• Exercise directions: Only the lines from the one bearing "the fish body." to the final line should be transcribed, exactly and with both ends included. Pictures are to be left out.

• Records:
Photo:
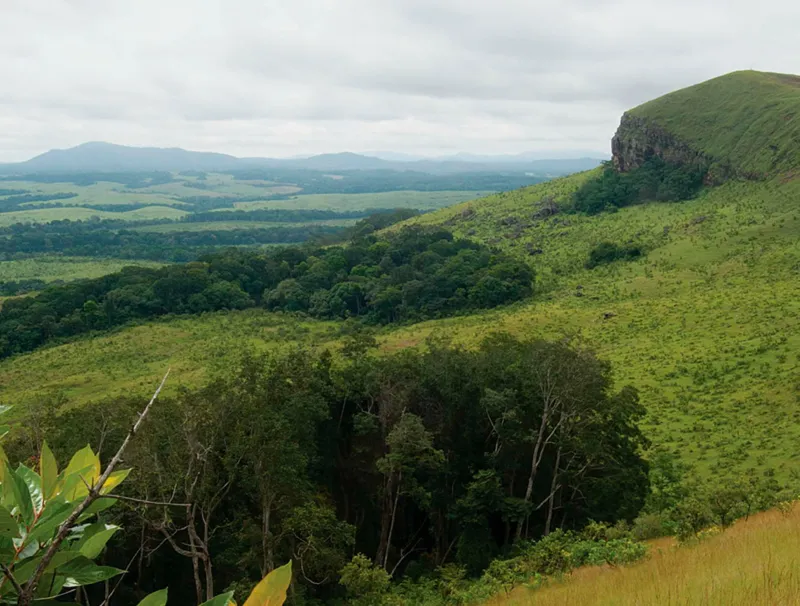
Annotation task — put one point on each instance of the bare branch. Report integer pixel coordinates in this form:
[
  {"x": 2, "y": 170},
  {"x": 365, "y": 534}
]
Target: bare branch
[
  {"x": 142, "y": 501},
  {"x": 10, "y": 576},
  {"x": 26, "y": 596}
]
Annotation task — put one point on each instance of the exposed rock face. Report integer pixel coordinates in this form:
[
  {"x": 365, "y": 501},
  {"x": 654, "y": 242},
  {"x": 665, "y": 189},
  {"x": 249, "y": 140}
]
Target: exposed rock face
[{"x": 638, "y": 139}]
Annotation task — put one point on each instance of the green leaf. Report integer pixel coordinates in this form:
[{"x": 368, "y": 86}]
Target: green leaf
[
  {"x": 34, "y": 484},
  {"x": 8, "y": 525},
  {"x": 82, "y": 571},
  {"x": 48, "y": 469},
  {"x": 15, "y": 494},
  {"x": 220, "y": 600},
  {"x": 27, "y": 569},
  {"x": 55, "y": 514},
  {"x": 114, "y": 480},
  {"x": 159, "y": 598},
  {"x": 85, "y": 467},
  {"x": 75, "y": 486},
  {"x": 272, "y": 590},
  {"x": 94, "y": 539},
  {"x": 98, "y": 506}
]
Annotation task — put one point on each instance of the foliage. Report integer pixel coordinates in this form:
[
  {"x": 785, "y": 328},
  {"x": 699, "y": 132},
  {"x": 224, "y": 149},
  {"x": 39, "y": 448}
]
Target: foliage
[
  {"x": 655, "y": 180},
  {"x": 412, "y": 275},
  {"x": 33, "y": 507}
]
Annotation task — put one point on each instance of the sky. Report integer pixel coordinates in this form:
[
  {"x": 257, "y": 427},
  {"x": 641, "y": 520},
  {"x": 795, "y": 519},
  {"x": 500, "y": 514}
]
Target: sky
[{"x": 284, "y": 78}]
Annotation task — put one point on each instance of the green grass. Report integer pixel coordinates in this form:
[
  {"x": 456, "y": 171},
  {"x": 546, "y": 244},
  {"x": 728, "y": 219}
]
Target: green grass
[
  {"x": 706, "y": 326},
  {"x": 49, "y": 268},
  {"x": 422, "y": 200},
  {"x": 228, "y": 225},
  {"x": 750, "y": 119},
  {"x": 753, "y": 563},
  {"x": 194, "y": 348},
  {"x": 45, "y": 215}
]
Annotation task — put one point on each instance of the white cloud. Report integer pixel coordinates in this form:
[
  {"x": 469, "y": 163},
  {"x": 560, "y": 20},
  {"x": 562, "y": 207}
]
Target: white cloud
[{"x": 280, "y": 77}]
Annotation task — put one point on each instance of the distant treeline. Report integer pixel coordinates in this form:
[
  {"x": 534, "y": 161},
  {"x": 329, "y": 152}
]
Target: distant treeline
[
  {"x": 278, "y": 215},
  {"x": 176, "y": 246},
  {"x": 117, "y": 240},
  {"x": 310, "y": 181},
  {"x": 14, "y": 202},
  {"x": 410, "y": 275},
  {"x": 132, "y": 180},
  {"x": 373, "y": 181}
]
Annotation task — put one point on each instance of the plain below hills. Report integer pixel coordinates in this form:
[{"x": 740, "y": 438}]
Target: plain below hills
[{"x": 705, "y": 323}]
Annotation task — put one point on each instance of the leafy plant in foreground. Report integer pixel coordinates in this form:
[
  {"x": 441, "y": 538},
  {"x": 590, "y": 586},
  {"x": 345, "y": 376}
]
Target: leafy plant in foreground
[{"x": 50, "y": 533}]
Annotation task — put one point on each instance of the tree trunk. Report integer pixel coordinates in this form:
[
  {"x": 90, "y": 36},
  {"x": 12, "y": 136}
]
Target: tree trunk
[
  {"x": 386, "y": 521},
  {"x": 535, "y": 459},
  {"x": 394, "y": 517},
  {"x": 553, "y": 489},
  {"x": 267, "y": 563}
]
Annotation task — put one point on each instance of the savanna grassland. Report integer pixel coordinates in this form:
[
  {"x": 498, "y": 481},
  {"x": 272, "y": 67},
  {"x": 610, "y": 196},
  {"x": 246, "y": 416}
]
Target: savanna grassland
[
  {"x": 705, "y": 325},
  {"x": 753, "y": 563},
  {"x": 456, "y": 422}
]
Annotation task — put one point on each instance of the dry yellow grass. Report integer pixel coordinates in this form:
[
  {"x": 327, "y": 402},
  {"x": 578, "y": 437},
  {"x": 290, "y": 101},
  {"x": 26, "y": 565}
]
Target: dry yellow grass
[{"x": 754, "y": 563}]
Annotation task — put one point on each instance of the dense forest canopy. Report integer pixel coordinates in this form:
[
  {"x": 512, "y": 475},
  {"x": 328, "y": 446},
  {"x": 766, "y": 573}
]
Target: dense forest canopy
[
  {"x": 125, "y": 240},
  {"x": 410, "y": 275},
  {"x": 415, "y": 459}
]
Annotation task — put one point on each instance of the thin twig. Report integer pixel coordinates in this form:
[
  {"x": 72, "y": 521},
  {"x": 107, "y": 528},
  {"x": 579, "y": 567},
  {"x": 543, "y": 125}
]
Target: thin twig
[
  {"x": 26, "y": 596},
  {"x": 142, "y": 501},
  {"x": 10, "y": 576}
]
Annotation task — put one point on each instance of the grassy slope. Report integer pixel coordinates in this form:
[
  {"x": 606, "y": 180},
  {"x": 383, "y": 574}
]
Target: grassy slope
[
  {"x": 52, "y": 267},
  {"x": 751, "y": 119},
  {"x": 707, "y": 326},
  {"x": 754, "y": 563}
]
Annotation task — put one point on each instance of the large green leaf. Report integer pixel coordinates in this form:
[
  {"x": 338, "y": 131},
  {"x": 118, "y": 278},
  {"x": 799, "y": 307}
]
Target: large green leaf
[
  {"x": 114, "y": 480},
  {"x": 34, "y": 484},
  {"x": 82, "y": 571},
  {"x": 85, "y": 464},
  {"x": 75, "y": 486},
  {"x": 96, "y": 507},
  {"x": 48, "y": 469},
  {"x": 220, "y": 600},
  {"x": 15, "y": 490},
  {"x": 272, "y": 590},
  {"x": 61, "y": 559},
  {"x": 8, "y": 525},
  {"x": 55, "y": 514},
  {"x": 159, "y": 598},
  {"x": 94, "y": 539}
]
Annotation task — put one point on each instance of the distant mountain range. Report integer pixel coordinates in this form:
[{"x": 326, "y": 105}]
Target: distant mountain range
[{"x": 108, "y": 157}]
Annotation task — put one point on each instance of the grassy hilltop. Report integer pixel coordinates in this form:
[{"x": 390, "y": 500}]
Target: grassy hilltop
[
  {"x": 706, "y": 324},
  {"x": 704, "y": 320},
  {"x": 750, "y": 120}
]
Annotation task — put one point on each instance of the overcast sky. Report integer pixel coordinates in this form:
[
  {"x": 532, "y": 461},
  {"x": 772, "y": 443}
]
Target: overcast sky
[{"x": 289, "y": 77}]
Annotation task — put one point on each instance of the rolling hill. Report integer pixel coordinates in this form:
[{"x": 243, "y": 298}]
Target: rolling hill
[
  {"x": 108, "y": 157},
  {"x": 706, "y": 324}
]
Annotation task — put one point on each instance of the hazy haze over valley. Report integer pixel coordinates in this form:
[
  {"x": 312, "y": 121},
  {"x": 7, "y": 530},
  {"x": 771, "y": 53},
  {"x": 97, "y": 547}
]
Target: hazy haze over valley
[{"x": 283, "y": 79}]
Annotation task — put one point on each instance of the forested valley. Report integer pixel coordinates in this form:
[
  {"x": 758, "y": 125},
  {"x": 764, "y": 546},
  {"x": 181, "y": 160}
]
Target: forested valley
[{"x": 415, "y": 460}]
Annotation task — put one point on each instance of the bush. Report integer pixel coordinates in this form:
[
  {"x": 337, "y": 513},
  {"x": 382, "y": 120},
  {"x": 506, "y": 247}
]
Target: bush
[{"x": 608, "y": 252}]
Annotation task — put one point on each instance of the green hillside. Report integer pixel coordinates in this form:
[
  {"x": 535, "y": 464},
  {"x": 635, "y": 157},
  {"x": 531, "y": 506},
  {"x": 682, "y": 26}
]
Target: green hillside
[
  {"x": 751, "y": 120},
  {"x": 706, "y": 324}
]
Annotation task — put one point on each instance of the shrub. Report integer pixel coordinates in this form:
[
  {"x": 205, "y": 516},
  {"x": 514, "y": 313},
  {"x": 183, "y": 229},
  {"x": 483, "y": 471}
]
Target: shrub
[{"x": 608, "y": 252}]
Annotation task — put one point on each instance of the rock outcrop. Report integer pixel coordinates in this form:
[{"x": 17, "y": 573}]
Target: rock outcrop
[{"x": 638, "y": 139}]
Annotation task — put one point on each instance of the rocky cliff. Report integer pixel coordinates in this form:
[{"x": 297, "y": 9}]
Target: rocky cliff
[{"x": 638, "y": 139}]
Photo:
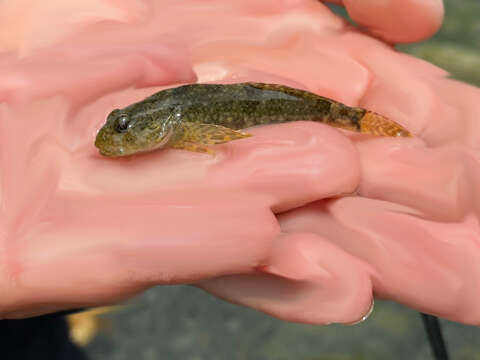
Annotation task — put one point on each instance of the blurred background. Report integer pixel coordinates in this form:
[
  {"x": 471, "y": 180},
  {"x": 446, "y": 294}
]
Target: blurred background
[{"x": 185, "y": 323}]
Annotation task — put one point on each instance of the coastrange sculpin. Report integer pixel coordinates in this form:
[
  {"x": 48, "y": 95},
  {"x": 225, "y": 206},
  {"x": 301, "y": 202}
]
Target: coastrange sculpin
[{"x": 192, "y": 117}]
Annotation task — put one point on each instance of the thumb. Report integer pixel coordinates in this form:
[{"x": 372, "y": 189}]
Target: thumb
[{"x": 397, "y": 21}]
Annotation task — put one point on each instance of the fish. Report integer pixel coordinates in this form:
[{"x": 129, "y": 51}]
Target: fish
[{"x": 193, "y": 117}]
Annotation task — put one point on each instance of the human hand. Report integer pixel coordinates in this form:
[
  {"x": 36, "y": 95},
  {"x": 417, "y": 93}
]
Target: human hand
[{"x": 85, "y": 231}]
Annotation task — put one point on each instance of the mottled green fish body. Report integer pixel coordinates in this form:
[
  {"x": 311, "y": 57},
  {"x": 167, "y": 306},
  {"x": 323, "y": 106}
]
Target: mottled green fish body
[{"x": 193, "y": 116}]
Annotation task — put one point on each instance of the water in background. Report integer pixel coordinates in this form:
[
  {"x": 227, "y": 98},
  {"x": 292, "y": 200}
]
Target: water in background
[{"x": 186, "y": 324}]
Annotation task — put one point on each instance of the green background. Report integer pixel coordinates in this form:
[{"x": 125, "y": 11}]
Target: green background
[{"x": 181, "y": 322}]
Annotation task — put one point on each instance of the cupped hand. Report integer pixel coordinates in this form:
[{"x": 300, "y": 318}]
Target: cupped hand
[{"x": 81, "y": 230}]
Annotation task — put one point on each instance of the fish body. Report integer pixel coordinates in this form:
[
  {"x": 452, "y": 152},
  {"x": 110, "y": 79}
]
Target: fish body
[{"x": 191, "y": 117}]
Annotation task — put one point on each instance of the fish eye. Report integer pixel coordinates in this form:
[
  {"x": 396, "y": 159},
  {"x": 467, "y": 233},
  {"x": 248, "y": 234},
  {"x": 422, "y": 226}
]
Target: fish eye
[{"x": 122, "y": 122}]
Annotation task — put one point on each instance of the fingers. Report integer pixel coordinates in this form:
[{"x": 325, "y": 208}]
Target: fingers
[
  {"x": 114, "y": 227},
  {"x": 397, "y": 21},
  {"x": 56, "y": 70},
  {"x": 430, "y": 266},
  {"x": 85, "y": 252},
  {"x": 307, "y": 280},
  {"x": 433, "y": 181},
  {"x": 292, "y": 164}
]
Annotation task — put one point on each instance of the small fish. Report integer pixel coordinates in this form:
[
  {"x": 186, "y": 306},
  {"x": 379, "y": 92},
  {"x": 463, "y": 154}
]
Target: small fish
[{"x": 192, "y": 117}]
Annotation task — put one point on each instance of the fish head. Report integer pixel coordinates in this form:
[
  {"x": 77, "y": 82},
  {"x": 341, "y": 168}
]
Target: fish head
[{"x": 128, "y": 132}]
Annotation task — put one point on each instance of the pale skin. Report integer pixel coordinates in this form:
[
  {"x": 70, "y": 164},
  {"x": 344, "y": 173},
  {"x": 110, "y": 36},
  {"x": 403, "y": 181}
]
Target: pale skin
[{"x": 81, "y": 230}]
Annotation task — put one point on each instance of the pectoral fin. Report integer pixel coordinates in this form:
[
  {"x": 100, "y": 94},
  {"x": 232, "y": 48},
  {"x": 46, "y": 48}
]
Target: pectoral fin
[
  {"x": 209, "y": 134},
  {"x": 184, "y": 145}
]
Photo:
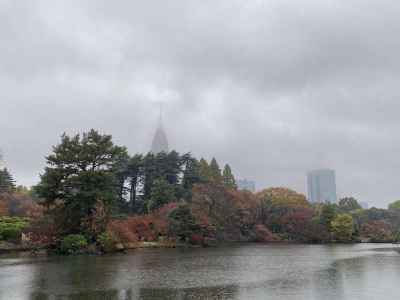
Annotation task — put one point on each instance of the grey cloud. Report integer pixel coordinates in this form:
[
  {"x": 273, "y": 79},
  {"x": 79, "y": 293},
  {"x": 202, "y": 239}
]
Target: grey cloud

• Written solution:
Annotation task — put one point on each instance of the fish body. Report integer pixel coordinates in this form:
[
  {"x": 452, "y": 152},
  {"x": 110, "y": 79}
]
Target: fish body
[{"x": 191, "y": 117}]
Annotation task — put one point on each instance of the fish eye. Report integer pixel coordinates in this form:
[
  {"x": 396, "y": 159},
  {"x": 467, "y": 233},
  {"x": 248, "y": 234},
  {"x": 422, "y": 226}
]
Target: fish eye
[{"x": 122, "y": 122}]
Annotation task — put one point on each instance of the fingers. Report integer pixel coordinates in this form:
[{"x": 325, "y": 208}]
Target: fingers
[
  {"x": 114, "y": 227},
  {"x": 397, "y": 21},
  {"x": 56, "y": 70},
  {"x": 430, "y": 266},
  {"x": 85, "y": 252},
  {"x": 307, "y": 280},
  {"x": 433, "y": 181},
  {"x": 292, "y": 164}
]
Annotation task — put one point on each instance of the small fish. Report integer pixel coordinates in this form:
[
  {"x": 186, "y": 306},
  {"x": 379, "y": 92},
  {"x": 463, "y": 154}
]
Target: small fish
[{"x": 192, "y": 117}]
Annotation task — put one point on each instance of the fish head. Report integer pixel coordinates in this form:
[
  {"x": 77, "y": 82},
  {"x": 341, "y": 168}
]
Target: fish head
[{"x": 128, "y": 132}]
Annotation task — put one point on each instance of the pale skin. Report integer pixel coordinates in this form:
[
  {"x": 70, "y": 164},
  {"x": 344, "y": 173},
  {"x": 110, "y": 36},
  {"x": 403, "y": 181}
]
Target: pale skin
[{"x": 81, "y": 230}]
Annotation task — put one point on each instance of the pectoral fin. Report integer pixel coordinates in this form:
[
  {"x": 100, "y": 94},
  {"x": 232, "y": 48},
  {"x": 46, "y": 48}
]
Target: pectoral fin
[
  {"x": 209, "y": 134},
  {"x": 184, "y": 145}
]
Photo:
Annotation task — put one point on each instance of the grey cloud. Report integer pixel coordinates in this form:
[
  {"x": 273, "y": 79},
  {"x": 79, "y": 293},
  {"x": 202, "y": 239}
]
Target: grey cloud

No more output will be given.